GOAL: Are you able to quote each entry exactly as written?

MATERIAL SHOWN:
** BEGIN **

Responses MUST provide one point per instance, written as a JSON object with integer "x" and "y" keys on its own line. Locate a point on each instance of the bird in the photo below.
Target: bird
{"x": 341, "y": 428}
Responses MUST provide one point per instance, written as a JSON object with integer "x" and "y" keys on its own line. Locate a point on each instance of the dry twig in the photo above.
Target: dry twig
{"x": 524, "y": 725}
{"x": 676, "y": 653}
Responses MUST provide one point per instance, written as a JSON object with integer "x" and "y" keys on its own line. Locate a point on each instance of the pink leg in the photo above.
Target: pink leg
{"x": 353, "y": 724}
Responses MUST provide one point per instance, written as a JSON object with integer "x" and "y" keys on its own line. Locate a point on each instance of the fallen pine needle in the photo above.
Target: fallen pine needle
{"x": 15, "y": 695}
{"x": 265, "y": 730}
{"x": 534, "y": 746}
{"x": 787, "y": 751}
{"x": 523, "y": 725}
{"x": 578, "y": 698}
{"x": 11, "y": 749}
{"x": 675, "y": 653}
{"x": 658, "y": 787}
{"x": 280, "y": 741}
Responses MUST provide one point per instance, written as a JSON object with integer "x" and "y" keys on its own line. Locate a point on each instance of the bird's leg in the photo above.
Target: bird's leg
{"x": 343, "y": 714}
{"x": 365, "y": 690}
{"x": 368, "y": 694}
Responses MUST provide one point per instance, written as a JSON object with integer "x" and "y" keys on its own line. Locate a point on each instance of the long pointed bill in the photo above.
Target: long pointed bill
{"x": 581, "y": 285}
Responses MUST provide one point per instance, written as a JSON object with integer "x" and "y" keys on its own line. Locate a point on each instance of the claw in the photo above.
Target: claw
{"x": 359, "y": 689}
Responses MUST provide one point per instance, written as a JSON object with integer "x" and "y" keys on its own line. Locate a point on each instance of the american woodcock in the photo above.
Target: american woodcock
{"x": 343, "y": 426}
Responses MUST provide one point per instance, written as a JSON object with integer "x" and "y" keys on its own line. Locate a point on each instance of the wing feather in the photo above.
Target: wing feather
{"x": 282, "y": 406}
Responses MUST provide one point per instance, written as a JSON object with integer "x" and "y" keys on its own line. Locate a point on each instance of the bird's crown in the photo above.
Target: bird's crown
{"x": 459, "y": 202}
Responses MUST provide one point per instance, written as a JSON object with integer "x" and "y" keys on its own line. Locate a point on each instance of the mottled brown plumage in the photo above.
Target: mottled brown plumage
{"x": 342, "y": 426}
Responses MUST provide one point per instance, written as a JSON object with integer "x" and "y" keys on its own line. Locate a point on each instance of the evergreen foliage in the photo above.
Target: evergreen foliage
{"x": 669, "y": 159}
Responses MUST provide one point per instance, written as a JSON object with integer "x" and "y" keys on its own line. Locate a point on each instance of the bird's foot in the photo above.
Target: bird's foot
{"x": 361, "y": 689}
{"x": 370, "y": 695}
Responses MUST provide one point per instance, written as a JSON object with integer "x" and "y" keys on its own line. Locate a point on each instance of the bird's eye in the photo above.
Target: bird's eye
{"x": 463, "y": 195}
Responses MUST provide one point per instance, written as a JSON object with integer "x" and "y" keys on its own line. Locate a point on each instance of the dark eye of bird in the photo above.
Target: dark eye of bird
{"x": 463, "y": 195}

** END **

COMPLETED EXERCISE:
Responses MUST provide one point per instance, written as a JSON object with integer "x" and "y" keys on its own line. Locate a point on each instance of the bird in the photo below.
Target: bird
{"x": 341, "y": 428}
Responses MUST provide one point per instance, written as a JSON object with integer "x" and "y" keys on its own line. Locate a point on each instance of the dry twig in the photo above.
Target: dry twig
{"x": 524, "y": 725}
{"x": 676, "y": 653}
Responses MUST provide one point per instance, written as a JSON object with integer "x" and "y" keys on its own line. Locate a point on each instance of the pink leg in the photo above.
Target: pink leg
{"x": 353, "y": 724}
Responses MUST provide one point per instance, written as a JSON object with integer "x" and "y" keys on its own line. Locate a point on each instance of the fallen pine needle in the photo above.
Target: fallen pine needle
{"x": 15, "y": 695}
{"x": 265, "y": 730}
{"x": 534, "y": 746}
{"x": 787, "y": 751}
{"x": 523, "y": 725}
{"x": 578, "y": 698}
{"x": 11, "y": 749}
{"x": 675, "y": 653}
{"x": 658, "y": 787}
{"x": 280, "y": 741}
Responses MUST provide one point per instance, written as a JSON object with integer "x" and "y" keys on its own line. Locate a point on each instance of the bird's leg in the photo above.
Target: bird's leg
{"x": 343, "y": 714}
{"x": 365, "y": 690}
{"x": 368, "y": 694}
Responses MUST provide one point per instance, written as a JSON object with integer "x" and "y" keys on its own line. Locate a point on each instance of the long pointed bill in the photo above.
Target: long pointed bill
{"x": 581, "y": 285}
Responses MUST provide one point per instance, written as a JSON object with integer "x" and "y" keys on its own line. Locate a point on each instance of the claw in the photo above.
Target: claw
{"x": 359, "y": 689}
Responses MUST provide one point per instance, written as a JSON object with integer "x" and "y" keys on its own line. Locate a point on each instance of the american woodcock in the photo above.
Target: american woodcock
{"x": 343, "y": 426}
Responses MUST provide one point per instance, written as a JSON object with integer "x" and "y" keys on its own line. Locate a point on each instance of the wing feather in the photo above.
Target: wing feather
{"x": 282, "y": 406}
Responses MUST provide one point per instance, written as a JSON object with integer "x" and "y" keys on its own line. Locate a point on each instance of the bird's crown in the photo above.
Target: bird's crown
{"x": 459, "y": 202}
Responses MUST provide one point per instance, written as a JSON object with integer "x" and "y" keys on its own line. Locate a point on each instance of the mottled brown plumage in the photo above.
Target: mottled brown plumage
{"x": 342, "y": 426}
Responses MUST provide one point per instance, written as a JSON object with integer "x" and "y" keys on its own line. Locate a point on each instance of the evergreen foliage in the photo above.
Target: evergreen foliage
{"x": 669, "y": 159}
Responses MUST provide one point per instance, written as a JSON object with integer "x" and "y" keys on its own line. Locate a point on each instance of the bird's foot in the photo above.
Target: bird's foot
{"x": 361, "y": 689}
{"x": 370, "y": 695}
Responses MUST provide one point per instance, written as a JSON object with integer "x" and "y" keys on its own line. Locate a point on each instance of the bird's eye in the photo above.
Target: bird's eye
{"x": 463, "y": 195}
Responses MUST provide one point per instance, written as a JSON object with integer "x" and "y" keys on its own line. Locate a point on each instance of the dark eye of bird in the photo above.
Target: dark eye of bird
{"x": 463, "y": 195}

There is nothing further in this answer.